What to work on –
a: Reproduce the passage of the interview from "MB: The exhibition" to "gravity be damned." word for word.
b: In the interview, condense the paragraph beginning "I love all variety of construction" into a short bulleted list that keeps its main facts.
c: Answer these questions using the interview, one answer per line, marked to match:
(i) What is the title of the exhibition?
(ii) What does the artist call sculpture's first problem?
(iii) At which museum is the exhibition on view, and through what date?

Supplied text –
· · ·

MB: Can you elaborate on that idea of “pursuing a curiosity” versus “seeking out inspiration?”

DAH: I think what I mean is that I work from a point of personal curiosity, not external dictation.  I don’t know everything ahead of time before I start making something. I don’t know what shape it will take, and I don’t know what I’ll learn as it starts to take shape.  Even if I do know a little something at the start of a project, it’s usually not concrete. As an artist, I become curious about something, so I investigate it with tools—both material and historical.  In the process of making, I become recommitted to my world, and therefore become more and more interested in it because I am investing more and learning that there is always more to learn. This only makes me want to make more to learn more.  In short, I learn about the world through my work; it’s my best way to engage and understand and to keep myself curious for more. It’s much more cyclical or multi-directional than having an idea and then translating or packaging said idea into sculptural form for an imagined audience to then know and feel satisfied, like they just ate a slice of pie.  I’m not interested in making this kind of didactic sculpture. It’s a discovery for me as much as for the viewer.   

MB: You transform industrial materials used to reinforce the infrastructure of buildings or cityscapes into organic structures that appear to be dripping or melting.  Wax, stalactites, stalagmites come to mind. What do you like so much about materials, like polymer gypsum, you often use?  

DAH: I love all variety of construction and sculptural materials, and I experiment with them regularly.  I certainly had some insights along the way about how these very contemporary materials can be pushed or used in a new manner, but it would be rather technical to explain.  I try to keep an open mind about what to work with, but I like to make everything myself and I want to know as much as possible about a material or process before I use it.  

MB: The exhibition title, Sublimations, suggests transformation, and most of your work looks like it’s in the middle of a dramatic transition.  Are transitional, in-between states of particular interest to you?

DAH: I tend to feel more comfortable in the middle.  Maybe because I am a middle child, maybe because I am between cultures, maybe because women have always had to be several things at once.  I tend not to trust fixed or hard definitions of things, so there’s that. I think all artists suffer from the same suspicion of absolutes.  

MB: Your work is three-dimensional but painterly in so many ways.  The tricky physical feats of illusion you pull off with sculpture are much easier to accomplish with painting.  And yet, you seem determined to push the boundaries of what sculpture can do, gravity be damned.   

DAH: Yes, I have painting envy for that reason.  Gravity is sculpture’s first problem.


Diana Al-Hadid: Sublimations is on view at the Frist Art Museum in Nashville through September 2.

· · ·

Data supplied –
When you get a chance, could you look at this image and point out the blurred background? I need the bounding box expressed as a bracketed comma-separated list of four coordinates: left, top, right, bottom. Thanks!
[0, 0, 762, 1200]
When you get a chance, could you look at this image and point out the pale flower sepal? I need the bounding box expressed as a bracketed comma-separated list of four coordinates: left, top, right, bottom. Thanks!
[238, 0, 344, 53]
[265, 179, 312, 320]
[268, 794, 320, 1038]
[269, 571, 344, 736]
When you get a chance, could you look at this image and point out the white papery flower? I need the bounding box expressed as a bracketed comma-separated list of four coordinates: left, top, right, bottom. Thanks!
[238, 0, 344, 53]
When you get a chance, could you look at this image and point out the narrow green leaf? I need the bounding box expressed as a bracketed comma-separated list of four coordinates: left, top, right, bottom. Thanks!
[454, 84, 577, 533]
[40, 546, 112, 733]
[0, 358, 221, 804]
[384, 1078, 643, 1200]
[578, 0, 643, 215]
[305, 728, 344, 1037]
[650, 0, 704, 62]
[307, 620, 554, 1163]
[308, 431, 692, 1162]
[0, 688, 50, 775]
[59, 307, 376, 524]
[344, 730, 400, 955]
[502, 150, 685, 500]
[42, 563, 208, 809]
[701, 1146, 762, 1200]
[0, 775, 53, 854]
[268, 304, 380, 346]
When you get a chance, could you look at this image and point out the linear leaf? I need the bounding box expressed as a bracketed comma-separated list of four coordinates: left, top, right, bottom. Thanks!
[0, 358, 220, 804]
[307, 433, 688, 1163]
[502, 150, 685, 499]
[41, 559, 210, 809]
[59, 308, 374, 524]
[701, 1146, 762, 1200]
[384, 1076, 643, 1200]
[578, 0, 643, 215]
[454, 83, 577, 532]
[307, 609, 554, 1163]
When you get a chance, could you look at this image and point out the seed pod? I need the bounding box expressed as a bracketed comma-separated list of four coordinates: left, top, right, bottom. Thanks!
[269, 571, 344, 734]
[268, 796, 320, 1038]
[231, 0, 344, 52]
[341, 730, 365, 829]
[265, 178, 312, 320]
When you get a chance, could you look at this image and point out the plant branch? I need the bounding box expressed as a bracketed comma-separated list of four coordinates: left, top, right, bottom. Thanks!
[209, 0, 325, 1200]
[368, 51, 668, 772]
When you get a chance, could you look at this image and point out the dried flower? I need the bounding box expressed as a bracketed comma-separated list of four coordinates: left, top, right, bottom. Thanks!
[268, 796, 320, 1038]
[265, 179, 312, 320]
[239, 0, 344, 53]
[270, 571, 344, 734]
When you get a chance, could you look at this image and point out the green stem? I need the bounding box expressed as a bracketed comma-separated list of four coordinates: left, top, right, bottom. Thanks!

· · ·

Solution list –
a:
MB: The exhibition title, Sublimations, suggests transformation, and most of your work looks like it’s in the middle of a dramatic transition.  Are transitional, in-between states of particular interest to you?

DAH: I tend to feel more comfortable in the middle.  Maybe because I am a middle child, maybe because I am between cultures, maybe because women have always had to be several things at once.  I tend not to trust fixed or hard definitions of things, so there’s that. I think all artists suffer from the same suspicion of absolutes.  

MB: Your work is three-dimensional but painterly in so many ways.  The tricky physical feats of illusion you pull off with sculpture are much easier to accomplish with painting.  And yet, you seem determined to push the boundaries of what sculpture can do, gravity be damned.

b:
- Loves all kinds of construction and sculptural materials and experiments with them regularly.
- Has gained insights into how very contemporary materials can be pushed or used in new ways, though explaining them would be rather technical.
- Tries to keep an open mind about what to work with.
- Likes to make everything personally and wants to know as much as possible about a material or process before using it.

c:
(i) Sublimations
(ii) Gravity
(iii) The Frist Art Museum in Nashville, through September 2